__Goal of the exercise__. Could you copy every line in the listing below that has the word "above"?

<<<<

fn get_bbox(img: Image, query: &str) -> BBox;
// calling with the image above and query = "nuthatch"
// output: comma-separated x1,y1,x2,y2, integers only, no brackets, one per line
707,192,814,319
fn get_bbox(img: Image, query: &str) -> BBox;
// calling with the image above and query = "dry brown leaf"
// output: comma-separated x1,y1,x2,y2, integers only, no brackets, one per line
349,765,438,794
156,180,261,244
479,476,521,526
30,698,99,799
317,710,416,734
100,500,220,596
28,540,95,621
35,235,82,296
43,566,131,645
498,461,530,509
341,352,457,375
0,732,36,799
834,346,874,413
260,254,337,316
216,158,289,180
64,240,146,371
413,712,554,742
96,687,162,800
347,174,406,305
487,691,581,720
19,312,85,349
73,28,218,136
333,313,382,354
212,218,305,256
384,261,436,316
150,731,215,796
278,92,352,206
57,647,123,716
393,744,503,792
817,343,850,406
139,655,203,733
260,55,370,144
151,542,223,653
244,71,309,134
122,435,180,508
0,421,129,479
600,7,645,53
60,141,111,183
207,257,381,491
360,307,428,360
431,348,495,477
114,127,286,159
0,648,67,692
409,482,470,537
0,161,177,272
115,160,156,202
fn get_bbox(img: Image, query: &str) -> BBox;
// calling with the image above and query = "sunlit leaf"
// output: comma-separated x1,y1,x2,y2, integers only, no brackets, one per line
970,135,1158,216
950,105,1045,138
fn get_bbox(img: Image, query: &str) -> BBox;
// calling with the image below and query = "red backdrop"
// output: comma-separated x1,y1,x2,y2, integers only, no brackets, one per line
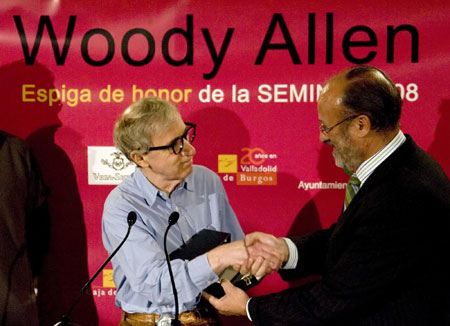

>>>>

__Result of the exercise__.
// calling with the image above and query = "nuthatch"
// calling with the image above and query = "dry brown leaf"
// calling with the image above and query = "sunlit leaf"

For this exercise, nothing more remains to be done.